**TEXTE SOURCE**
▬▬▬▬▬▬▬▬▬▬

M. Gustave Lambert, lui aussi, persiste dans la gravure des fines intailles sur sardonyx et sur cornaline ; l’une d’elles, Femme distribuant du pain à ses enfants, mérite d’attirer l’attention. Il faut encore s’arrêter devant le bas-relief en cristal de roche de M. E. Jamain, Idylle, qui représente un pâtre grec assis sur un rocher et jouant de la double flûte. M. Charles Schneider a un joli portrait sur camée et une allégorie pleine de rêverie et de sentiment sur un onyx noir et blanc.

▬▬▬▬▬▬▬▬▬▬

**ÉNONCÉ A**
Pour chacune des affirmations suivantes, dites si elle concorde avec le texte sur la gravure des pierres fines, en répondant par oui ou par non et en citant les mots du texte qui tranchent : (i) le bas-relief de M. E. Jamain est en cristal de roche ; (ii) dans Idylle, le pâtre grec joue de la lyre ; (iii) l'allégorie de M. Charles Schneider est gravée sur une cornaline.

▬▬▬▬▬▬▬▬▬▬

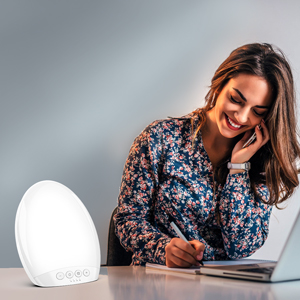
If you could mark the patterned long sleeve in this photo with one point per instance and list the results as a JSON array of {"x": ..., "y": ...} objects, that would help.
[{"x": 168, "y": 176}]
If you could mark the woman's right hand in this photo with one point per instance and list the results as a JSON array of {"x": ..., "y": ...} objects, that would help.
[{"x": 182, "y": 254}]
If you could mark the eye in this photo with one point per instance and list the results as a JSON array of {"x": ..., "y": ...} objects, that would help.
[
  {"x": 259, "y": 114},
  {"x": 234, "y": 101}
]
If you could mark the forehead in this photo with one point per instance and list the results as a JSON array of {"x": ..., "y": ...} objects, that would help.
[{"x": 255, "y": 89}]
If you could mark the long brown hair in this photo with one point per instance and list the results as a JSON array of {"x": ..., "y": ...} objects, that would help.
[{"x": 275, "y": 163}]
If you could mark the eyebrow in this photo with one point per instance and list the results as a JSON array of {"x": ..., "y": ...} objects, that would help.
[{"x": 243, "y": 97}]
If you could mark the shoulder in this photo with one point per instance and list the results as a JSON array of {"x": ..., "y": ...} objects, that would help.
[{"x": 170, "y": 125}]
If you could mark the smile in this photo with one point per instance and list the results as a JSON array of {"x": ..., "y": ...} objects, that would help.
[{"x": 232, "y": 123}]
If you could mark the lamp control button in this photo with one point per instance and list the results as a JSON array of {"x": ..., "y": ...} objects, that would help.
[
  {"x": 69, "y": 274},
  {"x": 60, "y": 275},
  {"x": 78, "y": 273}
]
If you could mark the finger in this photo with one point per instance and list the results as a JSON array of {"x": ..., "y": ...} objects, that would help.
[
  {"x": 180, "y": 253},
  {"x": 185, "y": 257},
  {"x": 198, "y": 246},
  {"x": 176, "y": 262},
  {"x": 266, "y": 135}
]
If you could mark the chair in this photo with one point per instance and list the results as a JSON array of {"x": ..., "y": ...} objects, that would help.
[{"x": 116, "y": 254}]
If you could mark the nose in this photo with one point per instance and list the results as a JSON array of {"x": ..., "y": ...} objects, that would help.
[{"x": 242, "y": 115}]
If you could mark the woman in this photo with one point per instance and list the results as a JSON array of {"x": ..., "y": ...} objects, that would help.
[{"x": 197, "y": 171}]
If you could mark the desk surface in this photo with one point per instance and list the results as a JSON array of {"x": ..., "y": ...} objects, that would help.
[{"x": 136, "y": 283}]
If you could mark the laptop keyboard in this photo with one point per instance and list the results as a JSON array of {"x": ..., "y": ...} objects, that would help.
[{"x": 268, "y": 270}]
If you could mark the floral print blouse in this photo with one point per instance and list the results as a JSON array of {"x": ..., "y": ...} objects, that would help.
[{"x": 168, "y": 177}]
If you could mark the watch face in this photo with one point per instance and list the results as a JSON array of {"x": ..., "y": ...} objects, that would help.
[{"x": 243, "y": 166}]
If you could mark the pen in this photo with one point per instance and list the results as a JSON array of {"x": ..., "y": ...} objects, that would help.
[{"x": 173, "y": 225}]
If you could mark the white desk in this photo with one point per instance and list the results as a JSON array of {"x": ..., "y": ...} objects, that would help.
[{"x": 139, "y": 283}]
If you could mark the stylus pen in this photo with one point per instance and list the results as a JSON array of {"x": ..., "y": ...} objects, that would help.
[{"x": 173, "y": 225}]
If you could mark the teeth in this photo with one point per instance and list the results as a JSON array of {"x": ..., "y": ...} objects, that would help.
[{"x": 233, "y": 124}]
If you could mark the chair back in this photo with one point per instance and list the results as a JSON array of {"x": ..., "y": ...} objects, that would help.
[{"x": 116, "y": 254}]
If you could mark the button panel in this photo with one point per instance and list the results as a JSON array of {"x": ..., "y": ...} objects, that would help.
[{"x": 70, "y": 275}]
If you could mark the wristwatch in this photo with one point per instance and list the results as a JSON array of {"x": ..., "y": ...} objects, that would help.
[{"x": 244, "y": 166}]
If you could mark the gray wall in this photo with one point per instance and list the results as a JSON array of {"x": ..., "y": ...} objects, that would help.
[{"x": 80, "y": 79}]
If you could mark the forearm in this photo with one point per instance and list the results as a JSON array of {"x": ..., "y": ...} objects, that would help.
[{"x": 244, "y": 219}]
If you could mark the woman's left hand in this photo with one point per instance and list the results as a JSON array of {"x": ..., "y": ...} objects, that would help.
[{"x": 240, "y": 154}]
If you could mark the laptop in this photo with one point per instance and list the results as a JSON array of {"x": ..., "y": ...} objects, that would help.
[{"x": 286, "y": 268}]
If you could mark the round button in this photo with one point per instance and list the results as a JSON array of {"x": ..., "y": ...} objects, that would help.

▬▬▬▬▬▬▬▬▬▬

**ÉNONCÉ B**
Relevez dans le listing toutes les lignes qui contiennent le mot « hand » et recopiez-les.

**RÉPONSE RÉDIGÉE A**
(i) Oui : « le bas-relief en cristal de roche de M. E. Jamain ».
(ii) Non : « jouant de la double flûte ».
(iii) Non : « une allégorie pleine de rêverie et de sentiment sur un onyx noir et blanc ».

**RÉPONSE RÉDIGÉE B**
If you could mark the woman's right hand in this photo with one point per instance and list the results as a JSON array of {"x": ..., "y": ...} objects, that would help.
If you could mark the woman's left hand in this photo with one point per instance and list the results as a JSON array of {"x": ..., "y": ...} objects, that would help.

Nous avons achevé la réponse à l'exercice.